• [Supplied information]:
╭──

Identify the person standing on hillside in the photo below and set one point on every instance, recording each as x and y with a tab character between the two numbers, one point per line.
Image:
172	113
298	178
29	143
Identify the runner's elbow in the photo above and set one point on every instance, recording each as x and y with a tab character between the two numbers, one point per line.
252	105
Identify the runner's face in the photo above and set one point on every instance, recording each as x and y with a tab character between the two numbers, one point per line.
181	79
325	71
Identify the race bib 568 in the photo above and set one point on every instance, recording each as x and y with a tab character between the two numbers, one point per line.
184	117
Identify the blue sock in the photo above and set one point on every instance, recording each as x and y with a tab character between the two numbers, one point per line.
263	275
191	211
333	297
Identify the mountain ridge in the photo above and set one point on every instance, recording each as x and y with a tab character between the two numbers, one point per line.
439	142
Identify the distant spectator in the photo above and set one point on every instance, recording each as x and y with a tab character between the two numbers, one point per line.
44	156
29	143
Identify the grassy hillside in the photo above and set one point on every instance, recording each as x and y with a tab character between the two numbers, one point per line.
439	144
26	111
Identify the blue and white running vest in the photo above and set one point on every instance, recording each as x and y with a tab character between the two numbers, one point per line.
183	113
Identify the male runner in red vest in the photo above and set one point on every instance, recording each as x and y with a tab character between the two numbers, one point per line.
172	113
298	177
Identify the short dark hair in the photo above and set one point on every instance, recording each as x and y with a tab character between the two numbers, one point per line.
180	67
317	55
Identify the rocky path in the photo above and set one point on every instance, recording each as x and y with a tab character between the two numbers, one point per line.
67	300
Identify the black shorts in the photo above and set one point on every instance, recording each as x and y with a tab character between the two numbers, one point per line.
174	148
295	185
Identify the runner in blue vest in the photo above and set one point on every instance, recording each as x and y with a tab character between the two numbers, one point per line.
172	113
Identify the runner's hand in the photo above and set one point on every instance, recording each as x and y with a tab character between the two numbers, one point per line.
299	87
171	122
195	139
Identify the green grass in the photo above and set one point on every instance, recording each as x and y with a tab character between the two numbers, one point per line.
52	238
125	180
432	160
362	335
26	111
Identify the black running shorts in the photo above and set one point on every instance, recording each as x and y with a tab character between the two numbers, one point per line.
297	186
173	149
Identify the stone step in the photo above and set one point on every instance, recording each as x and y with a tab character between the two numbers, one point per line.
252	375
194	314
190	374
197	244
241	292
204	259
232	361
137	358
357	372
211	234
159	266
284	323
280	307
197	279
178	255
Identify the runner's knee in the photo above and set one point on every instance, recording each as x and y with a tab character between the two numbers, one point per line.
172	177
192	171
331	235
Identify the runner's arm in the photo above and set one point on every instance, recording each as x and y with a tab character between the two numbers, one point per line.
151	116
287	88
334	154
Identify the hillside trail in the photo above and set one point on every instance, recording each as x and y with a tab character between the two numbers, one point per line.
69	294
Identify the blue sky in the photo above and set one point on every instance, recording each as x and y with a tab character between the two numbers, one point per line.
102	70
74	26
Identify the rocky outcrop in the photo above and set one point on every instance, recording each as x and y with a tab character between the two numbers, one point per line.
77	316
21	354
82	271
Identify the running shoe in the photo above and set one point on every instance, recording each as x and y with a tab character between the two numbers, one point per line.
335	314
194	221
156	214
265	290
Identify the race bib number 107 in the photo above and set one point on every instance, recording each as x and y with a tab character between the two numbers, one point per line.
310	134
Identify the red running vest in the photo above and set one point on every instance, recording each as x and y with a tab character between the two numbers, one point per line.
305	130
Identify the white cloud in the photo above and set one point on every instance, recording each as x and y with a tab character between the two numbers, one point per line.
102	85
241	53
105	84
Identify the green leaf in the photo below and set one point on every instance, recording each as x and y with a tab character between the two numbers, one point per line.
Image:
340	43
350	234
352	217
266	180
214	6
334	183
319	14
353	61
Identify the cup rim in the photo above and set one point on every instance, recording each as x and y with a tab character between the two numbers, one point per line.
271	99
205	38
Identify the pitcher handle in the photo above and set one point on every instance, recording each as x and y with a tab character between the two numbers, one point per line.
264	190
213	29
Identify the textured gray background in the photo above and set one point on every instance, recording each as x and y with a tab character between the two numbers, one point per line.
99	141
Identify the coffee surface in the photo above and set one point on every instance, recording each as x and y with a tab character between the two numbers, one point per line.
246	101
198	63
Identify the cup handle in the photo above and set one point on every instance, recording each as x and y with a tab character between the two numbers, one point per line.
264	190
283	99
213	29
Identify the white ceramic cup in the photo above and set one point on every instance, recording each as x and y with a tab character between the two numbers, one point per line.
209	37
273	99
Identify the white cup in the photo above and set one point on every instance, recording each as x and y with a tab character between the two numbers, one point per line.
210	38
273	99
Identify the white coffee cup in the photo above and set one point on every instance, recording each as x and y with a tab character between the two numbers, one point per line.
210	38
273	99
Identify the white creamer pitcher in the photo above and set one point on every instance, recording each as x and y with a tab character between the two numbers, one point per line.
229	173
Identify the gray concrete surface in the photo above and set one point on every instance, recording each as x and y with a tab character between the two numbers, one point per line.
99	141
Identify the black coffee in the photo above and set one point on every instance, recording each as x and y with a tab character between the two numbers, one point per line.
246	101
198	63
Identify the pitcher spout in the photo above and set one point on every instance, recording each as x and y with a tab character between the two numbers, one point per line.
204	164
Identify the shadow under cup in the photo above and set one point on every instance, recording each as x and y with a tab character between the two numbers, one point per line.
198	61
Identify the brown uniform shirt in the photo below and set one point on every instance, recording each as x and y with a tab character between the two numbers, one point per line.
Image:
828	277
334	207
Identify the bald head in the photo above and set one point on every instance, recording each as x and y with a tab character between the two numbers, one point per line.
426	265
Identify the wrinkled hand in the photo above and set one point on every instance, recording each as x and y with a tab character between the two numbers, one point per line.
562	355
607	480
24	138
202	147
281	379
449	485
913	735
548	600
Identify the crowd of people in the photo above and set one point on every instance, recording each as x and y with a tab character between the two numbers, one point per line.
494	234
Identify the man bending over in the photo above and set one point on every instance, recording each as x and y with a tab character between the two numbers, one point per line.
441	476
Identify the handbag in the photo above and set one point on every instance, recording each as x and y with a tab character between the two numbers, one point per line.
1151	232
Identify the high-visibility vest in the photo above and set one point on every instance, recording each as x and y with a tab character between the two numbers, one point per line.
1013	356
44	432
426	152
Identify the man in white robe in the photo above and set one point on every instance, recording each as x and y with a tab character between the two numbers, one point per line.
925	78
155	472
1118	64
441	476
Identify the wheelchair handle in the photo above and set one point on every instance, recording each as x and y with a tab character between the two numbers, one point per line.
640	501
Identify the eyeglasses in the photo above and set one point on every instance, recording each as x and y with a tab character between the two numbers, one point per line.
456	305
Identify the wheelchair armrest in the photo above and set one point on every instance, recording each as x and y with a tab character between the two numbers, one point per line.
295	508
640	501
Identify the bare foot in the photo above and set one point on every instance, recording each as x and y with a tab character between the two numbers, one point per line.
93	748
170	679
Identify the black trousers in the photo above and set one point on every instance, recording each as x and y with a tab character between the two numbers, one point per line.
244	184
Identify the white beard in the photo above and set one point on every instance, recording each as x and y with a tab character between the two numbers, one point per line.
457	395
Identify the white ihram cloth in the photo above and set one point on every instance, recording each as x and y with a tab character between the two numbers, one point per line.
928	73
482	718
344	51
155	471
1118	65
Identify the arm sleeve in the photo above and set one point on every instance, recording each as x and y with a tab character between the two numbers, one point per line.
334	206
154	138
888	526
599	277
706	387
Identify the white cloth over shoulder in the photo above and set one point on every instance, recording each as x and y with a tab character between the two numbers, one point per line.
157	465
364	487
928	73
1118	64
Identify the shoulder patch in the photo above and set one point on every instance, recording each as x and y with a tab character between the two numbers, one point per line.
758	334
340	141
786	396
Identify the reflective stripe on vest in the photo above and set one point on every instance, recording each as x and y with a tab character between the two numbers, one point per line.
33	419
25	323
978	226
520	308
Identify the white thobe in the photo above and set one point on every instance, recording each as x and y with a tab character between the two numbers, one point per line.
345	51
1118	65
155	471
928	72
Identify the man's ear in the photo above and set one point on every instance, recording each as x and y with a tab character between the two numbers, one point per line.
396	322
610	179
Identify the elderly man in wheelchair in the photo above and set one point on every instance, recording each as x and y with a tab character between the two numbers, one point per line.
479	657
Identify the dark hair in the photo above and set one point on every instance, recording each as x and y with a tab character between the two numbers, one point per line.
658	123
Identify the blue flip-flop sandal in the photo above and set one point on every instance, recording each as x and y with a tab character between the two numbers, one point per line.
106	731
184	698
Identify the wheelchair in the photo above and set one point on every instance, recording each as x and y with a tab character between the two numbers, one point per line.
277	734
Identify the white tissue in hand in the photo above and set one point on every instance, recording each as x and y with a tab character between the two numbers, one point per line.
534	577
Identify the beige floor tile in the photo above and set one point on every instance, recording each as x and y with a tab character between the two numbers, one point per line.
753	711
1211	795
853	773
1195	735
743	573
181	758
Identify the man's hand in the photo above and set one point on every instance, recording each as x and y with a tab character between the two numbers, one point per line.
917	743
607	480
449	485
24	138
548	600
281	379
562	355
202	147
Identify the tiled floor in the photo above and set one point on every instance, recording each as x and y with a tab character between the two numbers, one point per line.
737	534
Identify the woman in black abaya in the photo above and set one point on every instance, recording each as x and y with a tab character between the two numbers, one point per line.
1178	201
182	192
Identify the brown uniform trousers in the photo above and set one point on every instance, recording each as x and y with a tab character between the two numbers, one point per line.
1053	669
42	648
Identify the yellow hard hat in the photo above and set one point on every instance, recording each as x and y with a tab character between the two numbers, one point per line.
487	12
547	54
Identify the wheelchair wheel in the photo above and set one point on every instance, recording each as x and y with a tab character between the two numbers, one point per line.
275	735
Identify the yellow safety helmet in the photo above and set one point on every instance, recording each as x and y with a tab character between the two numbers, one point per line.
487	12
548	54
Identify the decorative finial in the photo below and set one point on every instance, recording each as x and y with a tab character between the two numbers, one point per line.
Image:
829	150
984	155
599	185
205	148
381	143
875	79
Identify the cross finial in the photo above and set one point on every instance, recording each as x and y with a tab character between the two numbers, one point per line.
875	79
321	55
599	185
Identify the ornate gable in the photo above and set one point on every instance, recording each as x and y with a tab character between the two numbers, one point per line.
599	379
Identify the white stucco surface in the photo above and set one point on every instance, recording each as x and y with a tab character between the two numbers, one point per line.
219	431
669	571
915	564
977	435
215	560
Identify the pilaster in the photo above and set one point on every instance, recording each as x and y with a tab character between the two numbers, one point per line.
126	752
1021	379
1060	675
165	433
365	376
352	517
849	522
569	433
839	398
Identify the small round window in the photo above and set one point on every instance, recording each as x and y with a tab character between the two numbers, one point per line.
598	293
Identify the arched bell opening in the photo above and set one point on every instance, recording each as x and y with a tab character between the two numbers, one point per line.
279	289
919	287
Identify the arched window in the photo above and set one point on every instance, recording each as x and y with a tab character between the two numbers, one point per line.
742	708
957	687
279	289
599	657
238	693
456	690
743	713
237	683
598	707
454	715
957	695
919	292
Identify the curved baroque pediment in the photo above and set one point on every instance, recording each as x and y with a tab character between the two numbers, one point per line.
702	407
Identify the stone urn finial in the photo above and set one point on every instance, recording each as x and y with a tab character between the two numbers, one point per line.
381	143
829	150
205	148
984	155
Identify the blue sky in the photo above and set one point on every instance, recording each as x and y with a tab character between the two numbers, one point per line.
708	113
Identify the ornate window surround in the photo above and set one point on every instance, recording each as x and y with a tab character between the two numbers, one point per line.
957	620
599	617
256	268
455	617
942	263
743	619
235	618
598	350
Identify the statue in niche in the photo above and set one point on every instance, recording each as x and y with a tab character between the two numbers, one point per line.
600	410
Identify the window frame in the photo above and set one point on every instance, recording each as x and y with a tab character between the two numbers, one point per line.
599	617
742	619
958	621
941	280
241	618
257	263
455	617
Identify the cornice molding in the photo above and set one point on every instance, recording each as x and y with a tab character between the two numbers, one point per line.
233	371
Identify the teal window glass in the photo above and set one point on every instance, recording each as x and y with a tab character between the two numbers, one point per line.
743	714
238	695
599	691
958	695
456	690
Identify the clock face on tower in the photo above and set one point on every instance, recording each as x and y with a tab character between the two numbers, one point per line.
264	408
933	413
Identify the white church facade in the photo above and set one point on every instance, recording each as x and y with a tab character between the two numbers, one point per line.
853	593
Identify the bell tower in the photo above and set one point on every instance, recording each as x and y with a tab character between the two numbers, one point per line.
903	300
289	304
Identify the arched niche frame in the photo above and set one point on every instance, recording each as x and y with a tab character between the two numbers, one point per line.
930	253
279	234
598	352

╰──

• [Exercise aim]:
Some lines in the data above may hold the word "below". Say how many, with no other words.

• [Output]:
4